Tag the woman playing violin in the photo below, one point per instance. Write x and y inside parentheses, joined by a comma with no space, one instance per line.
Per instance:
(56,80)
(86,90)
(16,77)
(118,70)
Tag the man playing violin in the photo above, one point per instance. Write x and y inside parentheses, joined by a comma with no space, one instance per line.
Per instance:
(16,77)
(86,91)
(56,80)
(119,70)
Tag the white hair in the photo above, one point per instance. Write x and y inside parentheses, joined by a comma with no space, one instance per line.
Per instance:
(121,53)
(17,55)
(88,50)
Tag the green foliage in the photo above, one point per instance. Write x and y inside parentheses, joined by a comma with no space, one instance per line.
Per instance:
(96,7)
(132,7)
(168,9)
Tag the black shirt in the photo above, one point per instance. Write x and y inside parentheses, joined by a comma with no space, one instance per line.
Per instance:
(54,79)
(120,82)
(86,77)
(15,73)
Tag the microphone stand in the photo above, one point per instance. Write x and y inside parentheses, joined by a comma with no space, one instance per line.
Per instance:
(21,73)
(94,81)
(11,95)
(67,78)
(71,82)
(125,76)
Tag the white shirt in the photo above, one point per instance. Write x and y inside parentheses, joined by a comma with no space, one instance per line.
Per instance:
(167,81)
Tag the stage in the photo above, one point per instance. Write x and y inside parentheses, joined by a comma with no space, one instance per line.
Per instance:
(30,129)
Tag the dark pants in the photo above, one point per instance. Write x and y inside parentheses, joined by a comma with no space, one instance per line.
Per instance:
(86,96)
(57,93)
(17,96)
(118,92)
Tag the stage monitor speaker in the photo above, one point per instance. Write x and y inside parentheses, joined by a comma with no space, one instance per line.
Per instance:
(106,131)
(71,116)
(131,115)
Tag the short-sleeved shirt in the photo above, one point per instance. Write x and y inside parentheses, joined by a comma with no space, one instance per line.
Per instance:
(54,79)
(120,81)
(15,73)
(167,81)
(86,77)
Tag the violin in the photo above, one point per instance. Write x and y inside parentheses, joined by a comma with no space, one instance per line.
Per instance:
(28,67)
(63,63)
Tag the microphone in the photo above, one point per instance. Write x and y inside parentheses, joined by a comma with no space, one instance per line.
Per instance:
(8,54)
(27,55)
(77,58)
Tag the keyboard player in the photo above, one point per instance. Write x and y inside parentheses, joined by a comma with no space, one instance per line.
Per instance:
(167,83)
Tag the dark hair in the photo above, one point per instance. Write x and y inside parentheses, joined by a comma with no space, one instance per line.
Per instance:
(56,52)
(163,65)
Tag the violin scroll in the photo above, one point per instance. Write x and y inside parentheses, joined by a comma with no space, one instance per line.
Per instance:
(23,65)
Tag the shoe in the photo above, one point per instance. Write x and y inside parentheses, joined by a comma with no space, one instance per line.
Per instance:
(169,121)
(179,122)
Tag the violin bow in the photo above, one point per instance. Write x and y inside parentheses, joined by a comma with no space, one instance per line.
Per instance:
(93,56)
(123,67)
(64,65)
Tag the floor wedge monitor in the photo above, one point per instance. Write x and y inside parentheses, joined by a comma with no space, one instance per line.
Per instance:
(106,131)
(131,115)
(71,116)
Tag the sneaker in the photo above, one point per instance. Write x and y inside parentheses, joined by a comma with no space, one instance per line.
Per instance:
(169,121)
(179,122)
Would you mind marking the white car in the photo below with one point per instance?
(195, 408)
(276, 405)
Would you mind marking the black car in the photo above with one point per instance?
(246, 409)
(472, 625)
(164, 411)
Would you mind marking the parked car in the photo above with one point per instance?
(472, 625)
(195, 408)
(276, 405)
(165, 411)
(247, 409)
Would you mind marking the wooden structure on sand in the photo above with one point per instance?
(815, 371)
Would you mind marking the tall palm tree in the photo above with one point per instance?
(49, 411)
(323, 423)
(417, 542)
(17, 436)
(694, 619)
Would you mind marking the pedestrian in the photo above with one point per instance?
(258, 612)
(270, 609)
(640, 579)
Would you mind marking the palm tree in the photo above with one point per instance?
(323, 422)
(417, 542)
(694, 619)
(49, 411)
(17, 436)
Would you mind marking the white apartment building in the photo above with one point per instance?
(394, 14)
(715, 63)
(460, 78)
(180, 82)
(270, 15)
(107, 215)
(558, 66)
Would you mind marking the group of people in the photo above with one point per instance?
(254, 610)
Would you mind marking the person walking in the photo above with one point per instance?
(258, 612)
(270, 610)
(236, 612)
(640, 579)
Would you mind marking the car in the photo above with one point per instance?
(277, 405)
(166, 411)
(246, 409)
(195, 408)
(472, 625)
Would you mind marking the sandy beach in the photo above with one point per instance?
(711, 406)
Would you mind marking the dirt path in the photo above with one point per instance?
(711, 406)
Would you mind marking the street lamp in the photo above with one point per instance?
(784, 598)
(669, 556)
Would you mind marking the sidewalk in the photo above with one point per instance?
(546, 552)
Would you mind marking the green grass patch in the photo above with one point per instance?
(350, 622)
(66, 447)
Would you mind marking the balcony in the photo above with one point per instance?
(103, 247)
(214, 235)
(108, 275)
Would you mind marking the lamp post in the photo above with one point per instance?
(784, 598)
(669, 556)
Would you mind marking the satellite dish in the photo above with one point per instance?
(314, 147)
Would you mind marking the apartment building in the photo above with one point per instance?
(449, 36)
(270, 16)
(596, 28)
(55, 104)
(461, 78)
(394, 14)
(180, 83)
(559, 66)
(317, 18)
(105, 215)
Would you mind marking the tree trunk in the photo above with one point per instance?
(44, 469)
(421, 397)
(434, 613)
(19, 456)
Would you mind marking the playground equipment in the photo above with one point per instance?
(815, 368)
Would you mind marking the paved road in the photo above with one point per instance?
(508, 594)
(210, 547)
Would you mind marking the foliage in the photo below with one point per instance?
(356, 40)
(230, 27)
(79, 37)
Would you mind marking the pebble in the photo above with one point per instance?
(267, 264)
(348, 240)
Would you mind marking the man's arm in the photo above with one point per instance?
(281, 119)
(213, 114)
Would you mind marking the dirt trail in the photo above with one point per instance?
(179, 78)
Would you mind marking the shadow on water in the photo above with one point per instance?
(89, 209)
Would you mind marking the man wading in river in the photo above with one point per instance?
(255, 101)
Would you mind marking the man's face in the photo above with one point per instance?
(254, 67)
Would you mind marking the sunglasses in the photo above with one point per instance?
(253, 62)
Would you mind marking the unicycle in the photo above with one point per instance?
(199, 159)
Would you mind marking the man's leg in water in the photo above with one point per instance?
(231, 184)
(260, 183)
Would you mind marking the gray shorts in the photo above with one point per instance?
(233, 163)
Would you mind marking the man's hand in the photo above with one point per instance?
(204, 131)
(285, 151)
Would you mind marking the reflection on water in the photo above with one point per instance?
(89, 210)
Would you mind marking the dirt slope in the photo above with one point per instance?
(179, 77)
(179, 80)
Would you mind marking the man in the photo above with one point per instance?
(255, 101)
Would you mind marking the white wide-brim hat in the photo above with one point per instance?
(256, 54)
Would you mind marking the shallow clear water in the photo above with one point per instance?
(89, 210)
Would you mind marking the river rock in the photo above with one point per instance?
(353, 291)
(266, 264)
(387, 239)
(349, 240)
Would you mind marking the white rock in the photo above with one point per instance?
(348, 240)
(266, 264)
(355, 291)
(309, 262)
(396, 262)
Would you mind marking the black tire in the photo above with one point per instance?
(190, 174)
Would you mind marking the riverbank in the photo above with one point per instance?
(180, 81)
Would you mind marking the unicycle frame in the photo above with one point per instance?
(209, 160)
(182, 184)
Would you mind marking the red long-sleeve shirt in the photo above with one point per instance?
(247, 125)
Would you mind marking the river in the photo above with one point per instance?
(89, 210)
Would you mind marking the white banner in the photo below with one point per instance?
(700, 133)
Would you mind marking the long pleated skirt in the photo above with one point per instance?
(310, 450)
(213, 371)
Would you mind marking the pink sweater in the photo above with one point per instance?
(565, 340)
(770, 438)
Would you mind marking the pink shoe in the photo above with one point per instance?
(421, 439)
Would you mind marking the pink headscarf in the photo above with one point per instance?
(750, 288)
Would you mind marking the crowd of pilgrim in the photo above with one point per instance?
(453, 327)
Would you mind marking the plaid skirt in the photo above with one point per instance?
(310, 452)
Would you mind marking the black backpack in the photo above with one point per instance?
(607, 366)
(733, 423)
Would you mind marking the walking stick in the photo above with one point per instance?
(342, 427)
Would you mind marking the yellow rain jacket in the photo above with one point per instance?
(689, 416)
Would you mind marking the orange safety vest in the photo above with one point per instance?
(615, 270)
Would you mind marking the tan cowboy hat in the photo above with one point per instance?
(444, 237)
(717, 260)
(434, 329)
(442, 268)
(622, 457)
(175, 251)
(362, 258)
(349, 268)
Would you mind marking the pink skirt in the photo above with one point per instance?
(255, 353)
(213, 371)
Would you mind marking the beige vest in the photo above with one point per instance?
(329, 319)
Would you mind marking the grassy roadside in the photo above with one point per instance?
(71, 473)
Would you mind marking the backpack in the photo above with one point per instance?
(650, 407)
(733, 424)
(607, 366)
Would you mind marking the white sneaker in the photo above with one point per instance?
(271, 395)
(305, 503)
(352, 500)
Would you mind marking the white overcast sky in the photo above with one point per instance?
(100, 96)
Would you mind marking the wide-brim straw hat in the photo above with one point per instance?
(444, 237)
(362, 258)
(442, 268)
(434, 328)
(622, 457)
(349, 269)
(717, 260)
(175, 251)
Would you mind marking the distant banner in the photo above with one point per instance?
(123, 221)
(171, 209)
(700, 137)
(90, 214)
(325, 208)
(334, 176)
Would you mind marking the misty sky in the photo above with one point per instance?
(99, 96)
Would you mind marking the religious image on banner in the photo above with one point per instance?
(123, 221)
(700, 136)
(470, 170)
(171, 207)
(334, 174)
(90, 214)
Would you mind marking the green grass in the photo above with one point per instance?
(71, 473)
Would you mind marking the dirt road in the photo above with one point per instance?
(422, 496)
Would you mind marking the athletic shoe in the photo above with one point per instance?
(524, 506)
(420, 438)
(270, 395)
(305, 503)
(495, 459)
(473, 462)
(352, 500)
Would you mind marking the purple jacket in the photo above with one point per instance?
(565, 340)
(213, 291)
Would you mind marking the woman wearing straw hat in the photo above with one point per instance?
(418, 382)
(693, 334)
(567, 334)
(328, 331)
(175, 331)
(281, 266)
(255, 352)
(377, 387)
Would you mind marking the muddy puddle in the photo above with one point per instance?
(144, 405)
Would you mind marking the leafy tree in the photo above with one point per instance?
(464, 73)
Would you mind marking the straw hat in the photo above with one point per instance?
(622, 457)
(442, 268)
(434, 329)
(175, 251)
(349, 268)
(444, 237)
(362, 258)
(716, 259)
• • • • • • •
TASK REQUIREMENTS
Above are records; say how many of their lines contain the word "microphone", giving only the number.

WRITTEN ANSWER
2